::: Исходный текст

Размер форматного месседжа крайне предсказуем. Покороче. Поярче. Попроще. Пожёстче. Посмотрите, как вам нравится этот стиль пощёчин и кинжальных ударов. Как получилось, что вы полюбили архитектонику насилия? Посмотрите на сборники советов для начинающих журналистов — это пособия о том, как стать универсальным роботом, сосредоточиться на самокастрации, обучиться синхронному плаванию в беспросветной жиже. Набирающие популярность лонгриды — проворачивающиеся в животе многогранные ножи, долгоиграющая жвачка для мозгов: «Поглядите, как наше прогрессивное медиа позволяет безымянным авторам разворачивать богато иллюстрированные, изумительно подробные, бесконечно длинные, потрясающе ритмичные, снабженные неожиданными метафорами наукообразные панорамы интеллектуальных пустынь, демонстрирующие рекламные преимущества многоуровневых рассуждений о бессмысленных вещах. Теперь на 60% времени больше вы можете проводить за чтением, которое никак не изменит вашу личную жизнь, не станет поводом для размышлений и действий, не наполнит вас ресурсами и вдохновением, не даст никакого шанса на радикальные общественные перемены».
Манера письма проходит кастинг. Вы замечали, что всякий молодой актёр обязательно на кого-то похож? Амплуа Алексанра Паля — скромное обаяние агрессивной глупости — немного раньше монетизировал Сергей Бодров, а перед этим — Евгений Стеблов. Театр требует типажей, а большое медиа — конформной маски. Даже пресловутая последняя страница, предназначенная для веселящего парада уродов, предполагает определенные навыки, дизайнерский костюмчик, прикольный грим, исключительную степень нефункциональности. В цирк лилипутов берут только лилипутов. Личность патриархального текстовика должна укладываться в формулу волшебной сказки, плотно прилегать к доступным выемками скалы, занимаемой журналистской колонией. Ниши сформированы приоритетами прошлого. Но это так скучно — жить в чужой пещере.
А сейчас — щелчок, красивая заставка, минутка фиолетовой футурологии. Как могла бы выглядеть «другая» журналистика в вакууме? Хватит ли у нас фантазии хотя бы придумать то, для чего нет тела, слова, почвы, воздуха, физико-химических предпосылок? В момент, когда не существует женщин-авторов, социализировавшихся в условиях равноправного общества?

::::::
::: Записи

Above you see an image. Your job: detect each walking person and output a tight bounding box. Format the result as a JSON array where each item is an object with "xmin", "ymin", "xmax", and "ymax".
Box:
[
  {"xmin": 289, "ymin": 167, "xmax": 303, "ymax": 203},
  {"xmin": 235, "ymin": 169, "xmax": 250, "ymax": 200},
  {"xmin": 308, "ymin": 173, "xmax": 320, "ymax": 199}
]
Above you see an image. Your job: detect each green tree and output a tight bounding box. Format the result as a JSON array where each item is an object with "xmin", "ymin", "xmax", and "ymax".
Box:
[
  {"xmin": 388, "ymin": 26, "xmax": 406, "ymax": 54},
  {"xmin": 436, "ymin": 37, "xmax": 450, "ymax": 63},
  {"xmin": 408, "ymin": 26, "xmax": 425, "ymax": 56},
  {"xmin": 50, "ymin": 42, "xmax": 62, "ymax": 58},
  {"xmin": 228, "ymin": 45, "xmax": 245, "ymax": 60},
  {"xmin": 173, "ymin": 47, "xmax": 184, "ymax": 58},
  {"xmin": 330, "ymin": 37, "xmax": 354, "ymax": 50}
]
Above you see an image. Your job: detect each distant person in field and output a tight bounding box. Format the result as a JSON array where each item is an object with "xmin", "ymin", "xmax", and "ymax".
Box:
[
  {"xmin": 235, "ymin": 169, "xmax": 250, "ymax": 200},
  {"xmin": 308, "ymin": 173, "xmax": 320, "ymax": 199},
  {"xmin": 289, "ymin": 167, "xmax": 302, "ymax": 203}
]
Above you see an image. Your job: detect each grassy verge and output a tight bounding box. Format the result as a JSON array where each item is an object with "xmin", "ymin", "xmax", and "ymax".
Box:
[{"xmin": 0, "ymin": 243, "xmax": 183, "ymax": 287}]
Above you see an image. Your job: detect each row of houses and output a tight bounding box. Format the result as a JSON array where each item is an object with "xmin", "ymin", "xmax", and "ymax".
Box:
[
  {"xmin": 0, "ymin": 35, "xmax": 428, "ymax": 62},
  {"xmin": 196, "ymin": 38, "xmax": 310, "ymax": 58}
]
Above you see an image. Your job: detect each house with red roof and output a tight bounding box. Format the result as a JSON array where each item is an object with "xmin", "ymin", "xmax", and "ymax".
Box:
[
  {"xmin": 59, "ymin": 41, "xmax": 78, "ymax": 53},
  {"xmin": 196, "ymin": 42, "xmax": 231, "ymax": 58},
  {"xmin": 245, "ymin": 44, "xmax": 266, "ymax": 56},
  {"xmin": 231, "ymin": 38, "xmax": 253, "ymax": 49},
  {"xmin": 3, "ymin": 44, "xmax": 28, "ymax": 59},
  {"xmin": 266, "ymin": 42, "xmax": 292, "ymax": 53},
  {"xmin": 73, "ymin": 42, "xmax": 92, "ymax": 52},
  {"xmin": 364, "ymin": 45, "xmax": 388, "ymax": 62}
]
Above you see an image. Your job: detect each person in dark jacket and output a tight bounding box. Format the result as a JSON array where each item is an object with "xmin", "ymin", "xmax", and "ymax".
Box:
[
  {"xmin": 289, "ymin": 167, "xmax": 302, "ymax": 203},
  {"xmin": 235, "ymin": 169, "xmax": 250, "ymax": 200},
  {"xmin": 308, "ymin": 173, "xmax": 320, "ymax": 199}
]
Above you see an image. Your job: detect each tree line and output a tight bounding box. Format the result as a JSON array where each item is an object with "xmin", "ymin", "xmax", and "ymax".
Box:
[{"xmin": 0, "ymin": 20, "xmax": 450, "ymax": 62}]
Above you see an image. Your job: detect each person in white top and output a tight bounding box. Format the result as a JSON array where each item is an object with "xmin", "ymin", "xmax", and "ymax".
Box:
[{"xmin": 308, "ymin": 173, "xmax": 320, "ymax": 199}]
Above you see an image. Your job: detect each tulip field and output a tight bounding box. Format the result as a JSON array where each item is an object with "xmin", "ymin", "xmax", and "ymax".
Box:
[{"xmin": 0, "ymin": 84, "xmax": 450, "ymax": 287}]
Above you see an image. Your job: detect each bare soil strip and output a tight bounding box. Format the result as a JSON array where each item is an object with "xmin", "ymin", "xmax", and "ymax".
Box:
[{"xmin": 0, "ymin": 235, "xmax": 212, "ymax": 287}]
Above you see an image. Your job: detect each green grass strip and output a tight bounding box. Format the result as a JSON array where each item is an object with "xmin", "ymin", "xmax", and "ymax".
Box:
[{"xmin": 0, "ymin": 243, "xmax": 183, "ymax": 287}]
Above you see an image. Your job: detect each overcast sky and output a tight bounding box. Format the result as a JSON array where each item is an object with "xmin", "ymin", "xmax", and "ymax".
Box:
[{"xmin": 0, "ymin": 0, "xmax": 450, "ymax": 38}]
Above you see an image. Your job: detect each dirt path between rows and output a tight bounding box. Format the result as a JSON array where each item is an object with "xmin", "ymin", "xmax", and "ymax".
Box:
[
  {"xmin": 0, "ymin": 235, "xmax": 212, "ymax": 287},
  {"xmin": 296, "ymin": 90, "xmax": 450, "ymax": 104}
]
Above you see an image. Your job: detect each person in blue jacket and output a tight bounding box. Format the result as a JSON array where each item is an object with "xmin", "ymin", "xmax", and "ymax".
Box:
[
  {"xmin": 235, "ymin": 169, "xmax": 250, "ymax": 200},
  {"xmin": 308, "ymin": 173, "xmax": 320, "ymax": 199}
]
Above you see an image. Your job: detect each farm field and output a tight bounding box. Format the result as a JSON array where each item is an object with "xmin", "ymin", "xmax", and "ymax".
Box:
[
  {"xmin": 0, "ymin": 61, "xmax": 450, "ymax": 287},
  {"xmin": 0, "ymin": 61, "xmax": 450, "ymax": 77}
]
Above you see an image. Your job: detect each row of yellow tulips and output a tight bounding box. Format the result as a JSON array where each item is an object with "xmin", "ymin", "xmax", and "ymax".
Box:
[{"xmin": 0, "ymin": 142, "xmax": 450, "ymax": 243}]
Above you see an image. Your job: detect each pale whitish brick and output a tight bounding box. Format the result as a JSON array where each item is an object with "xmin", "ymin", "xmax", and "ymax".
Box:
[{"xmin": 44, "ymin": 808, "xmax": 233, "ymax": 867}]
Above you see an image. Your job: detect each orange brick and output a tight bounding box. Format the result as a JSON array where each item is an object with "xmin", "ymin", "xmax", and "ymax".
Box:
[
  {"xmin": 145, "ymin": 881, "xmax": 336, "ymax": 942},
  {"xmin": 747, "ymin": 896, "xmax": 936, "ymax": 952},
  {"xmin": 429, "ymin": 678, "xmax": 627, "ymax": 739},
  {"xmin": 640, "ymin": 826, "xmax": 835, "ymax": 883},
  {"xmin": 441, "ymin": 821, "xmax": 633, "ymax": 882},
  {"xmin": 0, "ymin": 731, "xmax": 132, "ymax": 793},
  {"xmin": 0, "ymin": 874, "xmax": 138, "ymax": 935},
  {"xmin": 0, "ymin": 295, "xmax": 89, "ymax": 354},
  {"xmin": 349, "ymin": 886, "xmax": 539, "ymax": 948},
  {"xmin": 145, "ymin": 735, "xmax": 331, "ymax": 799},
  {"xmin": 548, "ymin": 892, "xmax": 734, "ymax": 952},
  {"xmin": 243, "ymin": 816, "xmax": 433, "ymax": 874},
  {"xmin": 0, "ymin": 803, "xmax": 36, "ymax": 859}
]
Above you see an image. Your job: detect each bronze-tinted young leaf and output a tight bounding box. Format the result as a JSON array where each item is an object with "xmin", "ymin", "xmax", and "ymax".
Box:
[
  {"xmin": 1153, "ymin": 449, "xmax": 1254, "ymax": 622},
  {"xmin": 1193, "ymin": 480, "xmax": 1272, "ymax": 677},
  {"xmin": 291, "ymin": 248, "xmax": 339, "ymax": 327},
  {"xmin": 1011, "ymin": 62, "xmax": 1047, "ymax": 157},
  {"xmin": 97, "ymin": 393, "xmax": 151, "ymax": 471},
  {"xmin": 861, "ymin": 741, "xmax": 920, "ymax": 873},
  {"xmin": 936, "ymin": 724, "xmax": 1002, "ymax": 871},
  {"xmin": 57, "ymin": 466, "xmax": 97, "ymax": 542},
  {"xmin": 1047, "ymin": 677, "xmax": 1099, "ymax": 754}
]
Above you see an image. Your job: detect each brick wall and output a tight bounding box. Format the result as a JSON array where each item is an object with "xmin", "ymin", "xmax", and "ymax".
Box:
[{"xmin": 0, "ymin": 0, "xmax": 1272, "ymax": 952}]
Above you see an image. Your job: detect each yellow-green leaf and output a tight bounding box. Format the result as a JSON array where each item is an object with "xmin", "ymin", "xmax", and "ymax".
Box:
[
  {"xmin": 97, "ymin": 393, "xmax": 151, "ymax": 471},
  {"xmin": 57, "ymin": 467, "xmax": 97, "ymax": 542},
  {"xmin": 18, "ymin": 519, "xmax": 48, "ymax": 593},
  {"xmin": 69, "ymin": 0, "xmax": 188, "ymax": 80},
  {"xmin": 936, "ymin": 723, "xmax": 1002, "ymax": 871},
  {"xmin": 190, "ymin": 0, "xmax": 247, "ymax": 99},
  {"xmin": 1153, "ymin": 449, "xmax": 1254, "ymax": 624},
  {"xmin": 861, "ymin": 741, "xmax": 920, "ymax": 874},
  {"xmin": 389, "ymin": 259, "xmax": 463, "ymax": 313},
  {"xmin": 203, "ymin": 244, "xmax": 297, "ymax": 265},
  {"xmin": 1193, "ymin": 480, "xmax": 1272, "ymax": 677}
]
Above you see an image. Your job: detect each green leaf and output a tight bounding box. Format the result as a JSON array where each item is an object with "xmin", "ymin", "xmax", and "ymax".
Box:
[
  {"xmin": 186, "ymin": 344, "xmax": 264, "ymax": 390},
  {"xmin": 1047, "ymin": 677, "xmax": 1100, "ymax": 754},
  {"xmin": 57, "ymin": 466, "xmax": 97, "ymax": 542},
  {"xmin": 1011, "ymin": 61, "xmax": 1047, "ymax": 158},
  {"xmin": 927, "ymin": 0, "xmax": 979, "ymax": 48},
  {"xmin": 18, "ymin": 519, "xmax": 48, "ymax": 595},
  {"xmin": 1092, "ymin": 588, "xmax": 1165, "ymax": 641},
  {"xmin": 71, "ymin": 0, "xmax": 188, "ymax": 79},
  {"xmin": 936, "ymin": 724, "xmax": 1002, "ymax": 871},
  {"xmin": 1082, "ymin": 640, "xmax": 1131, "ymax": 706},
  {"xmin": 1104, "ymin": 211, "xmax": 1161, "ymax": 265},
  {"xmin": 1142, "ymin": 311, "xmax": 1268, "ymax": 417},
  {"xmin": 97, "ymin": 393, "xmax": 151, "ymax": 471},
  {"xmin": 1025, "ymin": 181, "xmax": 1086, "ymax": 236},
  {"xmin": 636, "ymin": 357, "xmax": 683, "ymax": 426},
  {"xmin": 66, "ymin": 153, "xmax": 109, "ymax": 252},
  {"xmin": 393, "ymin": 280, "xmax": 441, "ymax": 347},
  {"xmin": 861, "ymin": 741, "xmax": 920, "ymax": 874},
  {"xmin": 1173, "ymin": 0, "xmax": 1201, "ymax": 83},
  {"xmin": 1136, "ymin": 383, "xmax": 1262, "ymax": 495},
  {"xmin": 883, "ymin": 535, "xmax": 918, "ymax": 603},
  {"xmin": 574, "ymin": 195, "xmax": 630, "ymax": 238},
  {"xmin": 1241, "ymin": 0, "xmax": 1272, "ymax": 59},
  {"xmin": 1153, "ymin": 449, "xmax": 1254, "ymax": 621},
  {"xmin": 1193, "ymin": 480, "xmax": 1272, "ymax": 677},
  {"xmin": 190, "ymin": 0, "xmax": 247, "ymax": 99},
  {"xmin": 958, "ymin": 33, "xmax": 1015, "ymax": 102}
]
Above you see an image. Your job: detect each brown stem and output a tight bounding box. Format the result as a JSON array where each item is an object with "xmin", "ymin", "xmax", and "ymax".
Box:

::::::

• Задание
Продолжите текст о журналистике и медийных форматах, начав сразу после его последнего предложения.

• Письменный ответ
Может ли существовать большое медиа, среди сотрудников которого хотя бы 50% составляют непатриарахальные женщины, в коллективе которого равномерно представлены все угнетаемые некогда социальные группы, решения принимаются всеобщим голосованием с последующим обсуждением мнения малых групп? Можно ли наметить контуры СМИ, которое пишет для всех людей и больше не управляется белыми-богатыми-здоровыми-молодыми-привилегированными-ресурсными мужчинами, не акцентируется на их приоритетах в политике, культуре, общественной жизни, сексе, учитывает вес и взаимосвязи настоящих социальных проблем, не принимает участия в безответственных инвестициях или проектах? В частности, не помещает рекламу бизнесов, специализирующихся на разрушении здоровья потребителей, нарушающих права людей или животных, утверждающих абьюзерские и порнокультурные паттерны.
Если испокон веков всякое возвышение голоса было инструментом, рупором той или иной власти, способом пропаганды, чем же по сути будет являться новый коллектив, не заинтересованный в тупом биологическом доминировании? Это будет средство массовой коммуникации или высшая форма общественного сознания? Сможет ли непатриархальная группа сосуществовать/конкурировать/бороться со старыми медиа? Как долго выдержит на длинной дистанции узкопрофильный игрок, например, радикально женский медиа-ресурс?
Есть много современных примеров существования относительно независимых массмедиа. Площадка для высказывания, постановки общественной задачи, социальная сеть прекрасно работает без лайков, цензурируемых комментов, борьбы за финансирование, конкуренции. Мы видим, что довольно крупные проекты — вполне сопоставимые с государственными и корпоративными — благодаря интернету могут решать социальные проблемы.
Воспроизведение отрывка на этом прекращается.